**TASKS AND EXERCISES**
**1)** According to the piece on American universities and Chinese funding, why will universities have to look for money outside government? Answer in one to three sentences.
**2)** In the piece on American universities and Chinese funding, what share of tuition fees at American universities comes from Chinese students?
**3)** From the piece on American universities and Chinese funding, extract the passage starting at "Chinese students provide" and ending at "Department of Justice.".

**TEXT SEGMENT**
The higher education establishment will use the coronavirus emergency to double down on their dependence on China. This is precisely the wrong response.
Of course, everybody in the establishment takes the coronavirus emergency as a reason to push for what they already wanted. Higher education’s spokesmen want colleges and universities to keep on doing what they’ve already done—and to have the federal government pick up the tab. But neither the federal government nor the states have pockets deep up enough to answer every call for help—and with a depression suddenly looming, a great many calls for help are rising up. The universities will have to look elsewhere for money.
They already get a great deal of money from China.
Chinese students provide about 9% of tuition fees at American universities. China funds Confucius Institutes to teach Chinese language and culture on American campuses—and, according to broad report, to house the government minders who keep an eye on the Chinese students. American universities depend upon China to permit them to open profitable branch campuses in China itself. American professors get money directly from China via the Thousand Talents program—and give a return via technology transfers, for which a growing number are being brought up on charges by the Department of Justice.
The argument that China’s influence was benign was always weak. China, which holds Tibet and Xinjiang in captivity, which bankrolls trillion-dollar industrial espionage against the United States, which has been building an unparalleled digital surveillance state over its citizens, has never been a trustworthy partner. Now, as we suffer from a coronavirus pandemic primarily caused by the Chinese government’s cover-up, incompetence, and bullying threats used to delay until too late an effective quarantine of China, the argument that we should regard China as anything but a hostile power is in tatters.
Before the coronavirus hit, an increasing number of legislators were already introducing bills to impose greater transparency on American universities about the funding they receive from China. More than one fifth of Confucius Institutes have closed in the last three years, as American universities, unwillingly, have responded to public sentiment.
But what will the universities do now, faced with shrinking revenue, or even bankruptcy?
More of the same. In Australia, “universities are offering Chinese students stranded in their homeland travel money and discounted tuition and the largest campus delayed the start of the academic year, trying to keep their lucrative enrollments amid a viral outbreak.” In America, universities are already solicitous of Chinese students: “institutions are offering special counseling services and, in some cases, hotlines to report instances of discrimination.” While our colleges and universities haven’t yet had time to announce new policies, we may expect American colleges and universities to open their doors wide to Chinese students, Chinese money, and Chinese influence. At best, they will use China as a tool to blackmail state and federal legislators: Give us money, or we’ll have to take it from China.
China is also about to be facing financial hard times, but we can trust them to recognize a bargain when they see it. Our colleges are universities are desperate and unprincipled, and they will sell their virtue cheap.
Congress will almost certainly extend some targeted bailout to higher education. This bailout should include conditions designed to minimize Chinese influence on our colleges and universities. Such conditions should include requirements that no bailout recipient host a Confucius Institute or employ a professor who has received money from the Thousand Talents program. The Federal government might also consider measures such as limiting bailout eligibility to colleges and universities that receive no more than 20% of their tuition revenues from international students, and no more than 5% of their tuition revenues from students from any one foreign country.
Our colleges and universities have no scruples to keep them independent of China. Well-designed laws, however, may limit their willingness to sell themselves to the People’s Republic.

**DATASET CONTENT**
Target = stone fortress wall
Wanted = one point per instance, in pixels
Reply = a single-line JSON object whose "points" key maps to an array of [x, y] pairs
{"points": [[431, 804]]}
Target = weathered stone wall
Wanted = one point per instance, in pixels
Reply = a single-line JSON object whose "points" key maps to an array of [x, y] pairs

**RESULTS IN ORDER**
**1)** Neither the federal government nor the states have deep enough pockets to answer every call for help. With a depression looming, many such calls are rising up.

**2)** About 9%.

**3)**
Chinese students provide about 9% of tuition fees at American universities. China funds Confucius Institutes to teach Chinese language and culture on American campuses—and, according to broad report, to house the government minders who keep an eye on the Chinese students. American universities depend upon China to permit them to open profitable branch campuses in China itself. American professors get money directly from China via the Thousand Talents program—and give a return via technology transfers, for which a growing number are being brought up on charges by the Department of Justice.